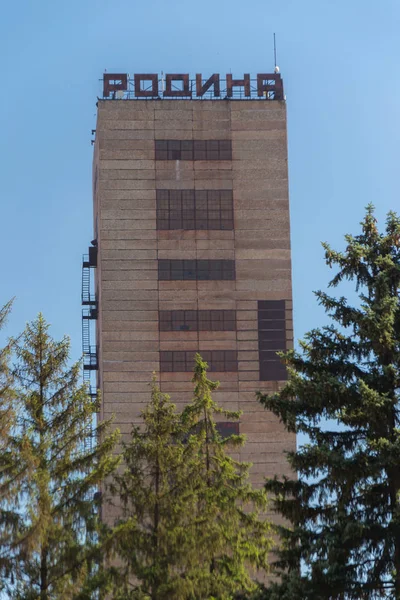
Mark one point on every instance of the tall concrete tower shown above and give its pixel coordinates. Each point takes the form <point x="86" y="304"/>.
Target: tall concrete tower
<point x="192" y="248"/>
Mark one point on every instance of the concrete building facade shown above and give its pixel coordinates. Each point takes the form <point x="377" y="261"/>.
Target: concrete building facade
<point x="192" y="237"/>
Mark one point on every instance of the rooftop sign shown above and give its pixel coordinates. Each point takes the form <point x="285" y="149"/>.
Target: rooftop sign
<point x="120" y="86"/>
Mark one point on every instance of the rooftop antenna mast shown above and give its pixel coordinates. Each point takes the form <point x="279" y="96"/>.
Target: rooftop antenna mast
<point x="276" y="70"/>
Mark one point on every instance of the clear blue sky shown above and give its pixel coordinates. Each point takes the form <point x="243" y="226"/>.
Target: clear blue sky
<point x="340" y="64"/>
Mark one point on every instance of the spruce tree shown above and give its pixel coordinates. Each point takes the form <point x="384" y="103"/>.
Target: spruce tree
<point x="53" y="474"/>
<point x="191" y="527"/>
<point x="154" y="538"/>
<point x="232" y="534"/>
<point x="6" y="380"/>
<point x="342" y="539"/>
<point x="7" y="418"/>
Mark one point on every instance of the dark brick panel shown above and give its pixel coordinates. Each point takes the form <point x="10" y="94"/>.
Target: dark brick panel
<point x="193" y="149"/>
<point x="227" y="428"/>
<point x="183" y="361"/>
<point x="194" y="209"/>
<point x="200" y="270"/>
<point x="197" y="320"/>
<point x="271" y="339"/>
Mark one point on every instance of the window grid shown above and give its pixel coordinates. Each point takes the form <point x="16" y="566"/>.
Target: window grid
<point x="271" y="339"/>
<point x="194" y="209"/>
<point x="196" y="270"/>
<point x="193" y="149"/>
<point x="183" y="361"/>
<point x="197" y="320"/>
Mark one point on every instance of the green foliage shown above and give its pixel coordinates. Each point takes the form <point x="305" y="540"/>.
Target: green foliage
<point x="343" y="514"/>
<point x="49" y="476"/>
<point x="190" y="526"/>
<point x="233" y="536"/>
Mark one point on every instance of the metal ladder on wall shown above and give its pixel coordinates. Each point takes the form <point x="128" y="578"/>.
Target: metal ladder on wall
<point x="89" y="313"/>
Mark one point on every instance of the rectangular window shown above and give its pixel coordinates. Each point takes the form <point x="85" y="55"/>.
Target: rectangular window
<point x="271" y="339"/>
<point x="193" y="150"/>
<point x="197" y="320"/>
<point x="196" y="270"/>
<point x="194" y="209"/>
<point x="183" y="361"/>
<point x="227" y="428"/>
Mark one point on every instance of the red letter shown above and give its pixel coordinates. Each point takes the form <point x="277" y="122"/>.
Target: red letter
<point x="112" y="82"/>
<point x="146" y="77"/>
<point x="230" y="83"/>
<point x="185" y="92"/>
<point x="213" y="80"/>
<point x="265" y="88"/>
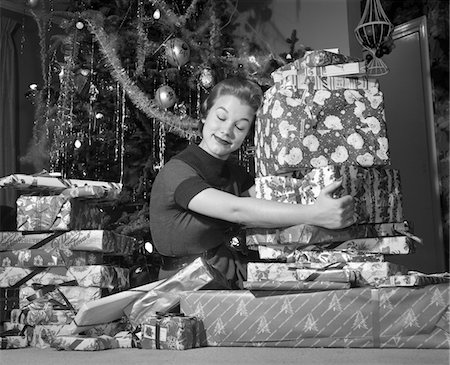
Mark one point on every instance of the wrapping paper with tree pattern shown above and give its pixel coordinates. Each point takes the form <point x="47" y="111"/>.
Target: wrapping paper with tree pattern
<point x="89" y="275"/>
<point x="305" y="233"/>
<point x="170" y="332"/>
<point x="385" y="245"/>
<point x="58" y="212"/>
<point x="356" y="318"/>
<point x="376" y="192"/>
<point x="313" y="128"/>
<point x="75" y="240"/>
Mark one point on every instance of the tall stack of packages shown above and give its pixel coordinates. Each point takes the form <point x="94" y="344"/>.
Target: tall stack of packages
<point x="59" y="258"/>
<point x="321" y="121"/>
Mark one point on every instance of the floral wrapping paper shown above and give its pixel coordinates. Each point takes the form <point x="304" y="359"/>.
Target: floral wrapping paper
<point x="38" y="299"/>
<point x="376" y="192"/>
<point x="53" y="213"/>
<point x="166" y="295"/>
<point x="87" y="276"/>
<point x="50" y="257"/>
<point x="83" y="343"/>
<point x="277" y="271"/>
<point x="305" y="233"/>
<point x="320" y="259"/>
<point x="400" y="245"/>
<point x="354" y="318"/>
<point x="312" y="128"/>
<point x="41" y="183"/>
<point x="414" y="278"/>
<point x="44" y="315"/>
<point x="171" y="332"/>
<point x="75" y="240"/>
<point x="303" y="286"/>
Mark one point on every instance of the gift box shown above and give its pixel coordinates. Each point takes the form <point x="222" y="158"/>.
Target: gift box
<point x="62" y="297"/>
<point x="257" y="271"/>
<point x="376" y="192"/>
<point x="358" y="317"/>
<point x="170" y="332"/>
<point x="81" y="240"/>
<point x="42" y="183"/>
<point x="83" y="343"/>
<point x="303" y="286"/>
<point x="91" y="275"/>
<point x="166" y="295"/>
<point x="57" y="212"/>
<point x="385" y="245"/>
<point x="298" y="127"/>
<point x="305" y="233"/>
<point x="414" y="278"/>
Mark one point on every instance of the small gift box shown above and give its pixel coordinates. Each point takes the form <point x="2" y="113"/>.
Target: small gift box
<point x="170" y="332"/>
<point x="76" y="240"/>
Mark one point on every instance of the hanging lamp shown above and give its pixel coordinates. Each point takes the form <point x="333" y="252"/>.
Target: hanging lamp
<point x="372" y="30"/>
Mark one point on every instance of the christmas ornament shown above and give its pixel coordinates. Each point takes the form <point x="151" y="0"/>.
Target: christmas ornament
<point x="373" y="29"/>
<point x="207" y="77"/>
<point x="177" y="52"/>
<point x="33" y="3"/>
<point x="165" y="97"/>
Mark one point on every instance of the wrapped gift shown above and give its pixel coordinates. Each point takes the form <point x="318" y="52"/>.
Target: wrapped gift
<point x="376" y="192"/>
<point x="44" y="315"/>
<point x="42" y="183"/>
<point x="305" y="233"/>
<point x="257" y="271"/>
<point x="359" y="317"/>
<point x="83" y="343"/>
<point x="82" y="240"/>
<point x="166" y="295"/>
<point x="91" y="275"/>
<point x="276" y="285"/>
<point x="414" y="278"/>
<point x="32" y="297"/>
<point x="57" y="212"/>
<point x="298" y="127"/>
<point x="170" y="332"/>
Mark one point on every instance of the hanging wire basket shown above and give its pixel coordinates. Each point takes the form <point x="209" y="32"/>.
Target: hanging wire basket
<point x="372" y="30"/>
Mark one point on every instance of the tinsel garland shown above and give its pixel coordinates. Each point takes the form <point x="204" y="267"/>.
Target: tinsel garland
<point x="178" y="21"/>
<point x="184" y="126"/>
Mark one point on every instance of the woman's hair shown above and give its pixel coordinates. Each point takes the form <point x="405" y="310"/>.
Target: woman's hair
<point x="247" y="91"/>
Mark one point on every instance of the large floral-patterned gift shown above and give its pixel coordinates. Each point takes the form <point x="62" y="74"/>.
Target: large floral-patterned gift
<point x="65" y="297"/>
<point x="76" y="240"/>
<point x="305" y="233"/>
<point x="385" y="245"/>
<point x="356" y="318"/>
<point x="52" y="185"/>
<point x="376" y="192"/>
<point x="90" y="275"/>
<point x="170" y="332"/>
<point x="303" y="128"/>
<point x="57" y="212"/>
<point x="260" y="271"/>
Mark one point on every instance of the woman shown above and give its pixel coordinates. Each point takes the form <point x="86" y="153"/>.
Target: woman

* * *

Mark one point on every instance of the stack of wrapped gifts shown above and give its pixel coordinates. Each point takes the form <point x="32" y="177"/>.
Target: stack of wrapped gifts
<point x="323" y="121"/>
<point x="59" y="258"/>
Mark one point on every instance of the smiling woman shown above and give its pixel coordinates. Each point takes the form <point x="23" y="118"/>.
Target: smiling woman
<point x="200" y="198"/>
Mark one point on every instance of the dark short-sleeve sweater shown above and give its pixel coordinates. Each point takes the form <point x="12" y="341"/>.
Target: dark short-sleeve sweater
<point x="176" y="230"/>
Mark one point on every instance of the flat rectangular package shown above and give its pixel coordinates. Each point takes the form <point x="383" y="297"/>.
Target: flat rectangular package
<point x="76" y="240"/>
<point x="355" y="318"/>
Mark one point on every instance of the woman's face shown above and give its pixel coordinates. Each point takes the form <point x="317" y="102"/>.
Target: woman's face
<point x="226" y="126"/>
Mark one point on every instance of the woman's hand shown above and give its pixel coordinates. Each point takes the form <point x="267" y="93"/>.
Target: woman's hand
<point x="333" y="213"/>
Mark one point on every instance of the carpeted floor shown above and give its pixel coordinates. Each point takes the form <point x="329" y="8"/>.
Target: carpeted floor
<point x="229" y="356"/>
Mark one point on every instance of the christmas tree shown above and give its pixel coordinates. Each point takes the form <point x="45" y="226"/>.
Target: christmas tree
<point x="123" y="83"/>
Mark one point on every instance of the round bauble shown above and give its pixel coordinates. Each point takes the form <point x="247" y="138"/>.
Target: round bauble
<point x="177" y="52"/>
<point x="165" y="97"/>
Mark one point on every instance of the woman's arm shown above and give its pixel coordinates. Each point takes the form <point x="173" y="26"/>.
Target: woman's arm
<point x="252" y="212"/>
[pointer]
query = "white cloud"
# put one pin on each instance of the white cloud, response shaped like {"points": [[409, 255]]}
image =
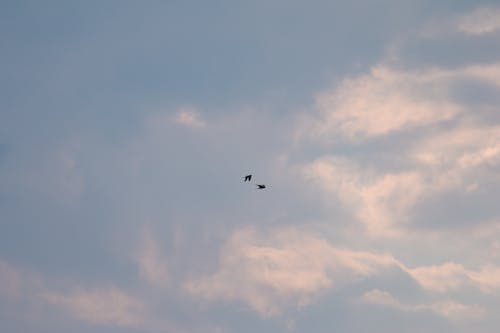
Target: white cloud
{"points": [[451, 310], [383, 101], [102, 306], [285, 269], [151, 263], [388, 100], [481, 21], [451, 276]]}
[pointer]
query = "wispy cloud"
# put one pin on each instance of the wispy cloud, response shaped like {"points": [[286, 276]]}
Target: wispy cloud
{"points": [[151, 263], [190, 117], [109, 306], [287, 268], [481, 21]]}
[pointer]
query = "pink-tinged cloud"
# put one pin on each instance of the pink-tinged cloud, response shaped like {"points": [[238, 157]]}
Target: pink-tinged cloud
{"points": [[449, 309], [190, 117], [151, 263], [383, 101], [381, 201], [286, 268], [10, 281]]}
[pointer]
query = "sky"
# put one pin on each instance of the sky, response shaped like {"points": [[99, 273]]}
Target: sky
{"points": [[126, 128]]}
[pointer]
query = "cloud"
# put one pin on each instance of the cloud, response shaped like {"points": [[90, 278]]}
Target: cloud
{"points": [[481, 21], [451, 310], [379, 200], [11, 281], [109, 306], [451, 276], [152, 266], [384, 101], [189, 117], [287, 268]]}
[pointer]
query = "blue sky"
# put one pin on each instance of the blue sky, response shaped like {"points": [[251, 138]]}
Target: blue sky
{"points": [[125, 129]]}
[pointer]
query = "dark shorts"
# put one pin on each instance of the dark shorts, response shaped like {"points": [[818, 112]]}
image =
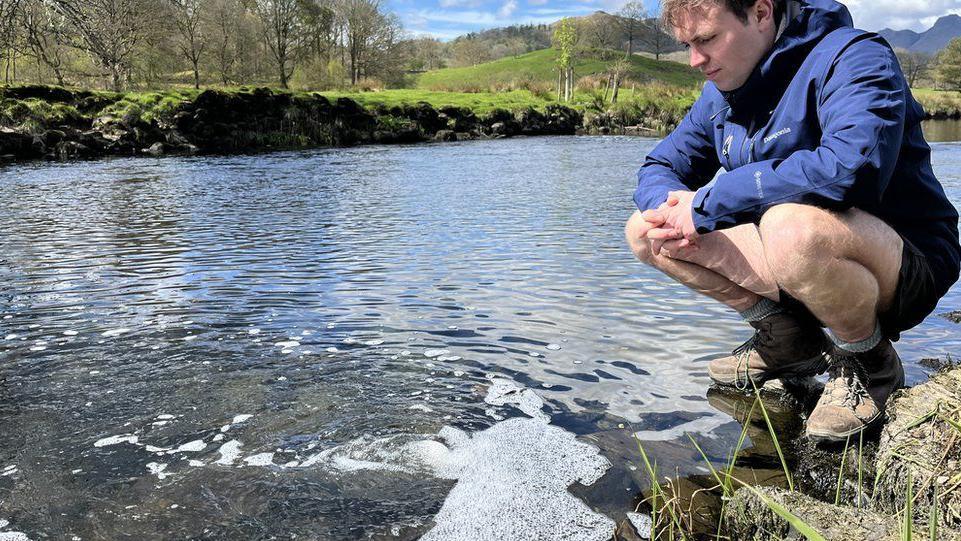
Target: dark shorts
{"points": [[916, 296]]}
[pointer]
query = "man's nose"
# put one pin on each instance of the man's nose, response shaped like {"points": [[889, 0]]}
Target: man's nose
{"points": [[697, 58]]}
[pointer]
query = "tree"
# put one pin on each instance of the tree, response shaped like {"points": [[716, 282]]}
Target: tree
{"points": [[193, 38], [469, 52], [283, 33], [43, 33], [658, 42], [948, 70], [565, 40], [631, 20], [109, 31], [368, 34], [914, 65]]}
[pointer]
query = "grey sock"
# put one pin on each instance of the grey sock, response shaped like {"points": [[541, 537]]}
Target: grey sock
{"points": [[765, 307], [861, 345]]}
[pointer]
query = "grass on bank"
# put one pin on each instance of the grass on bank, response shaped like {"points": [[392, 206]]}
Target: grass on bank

TASK OBJECTIVE> Would you quote everything above from the line containing "# put one pin on each instance of the tree, response" down to the line containing "Target: grass on bank"? Include both of those lines and nothing else.

WORKED SOLUTION>
# put one pin on each instance of the tree, response shaped like {"points": [[716, 282]]}
Target: tree
{"points": [[193, 38], [469, 52], [283, 33], [43, 33], [658, 42], [948, 70], [565, 40], [631, 20], [109, 31], [368, 34], [914, 65]]}
[pointer]
query = "grey sock"
# put one pin on each instance of the grey sock, response shaped like {"points": [[541, 537]]}
Target: grey sock
{"points": [[765, 307], [861, 345]]}
[pointer]
query = "grass on bank"
# put one pin on each instance of the grass on bank, response shaped like {"points": [[392, 206]]}
Target: grass on bank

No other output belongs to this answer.